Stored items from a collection
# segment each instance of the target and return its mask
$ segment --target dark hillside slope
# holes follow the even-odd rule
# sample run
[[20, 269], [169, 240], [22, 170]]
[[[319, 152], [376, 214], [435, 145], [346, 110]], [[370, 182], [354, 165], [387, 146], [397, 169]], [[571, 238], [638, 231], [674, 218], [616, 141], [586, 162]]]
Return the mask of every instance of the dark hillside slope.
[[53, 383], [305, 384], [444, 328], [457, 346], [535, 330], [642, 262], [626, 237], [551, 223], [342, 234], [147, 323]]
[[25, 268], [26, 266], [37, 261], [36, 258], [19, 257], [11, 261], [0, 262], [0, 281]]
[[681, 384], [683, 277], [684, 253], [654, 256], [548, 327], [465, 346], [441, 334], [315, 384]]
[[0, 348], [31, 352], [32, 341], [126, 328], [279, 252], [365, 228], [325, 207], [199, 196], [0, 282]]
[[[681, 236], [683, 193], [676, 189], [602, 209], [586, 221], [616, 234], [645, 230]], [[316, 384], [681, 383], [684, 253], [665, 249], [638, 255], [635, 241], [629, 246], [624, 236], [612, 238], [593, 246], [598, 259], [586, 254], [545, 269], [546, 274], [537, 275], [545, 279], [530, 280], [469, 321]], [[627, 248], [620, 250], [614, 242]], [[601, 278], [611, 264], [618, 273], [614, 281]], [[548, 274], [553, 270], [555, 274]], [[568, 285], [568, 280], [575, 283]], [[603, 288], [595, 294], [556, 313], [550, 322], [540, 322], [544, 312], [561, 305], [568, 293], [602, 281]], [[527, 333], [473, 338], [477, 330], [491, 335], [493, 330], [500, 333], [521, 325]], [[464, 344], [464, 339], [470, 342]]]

- [Instructions for the task]: Above are the records; print exactly the lines from the line with "# holes follow the even-odd rule" to the line with "141], [586, 162]]]", including both, and nothing else.

- [Written response]:
# holes follow the even-odd rule
# sample run
[[20, 269], [169, 240], [22, 170]]
[[[319, 152], [376, 214], [435, 145], [346, 110]], [[370, 182], [354, 165], [387, 146], [397, 169]], [[571, 238], [638, 231], [674, 218], [616, 141], [586, 162]]]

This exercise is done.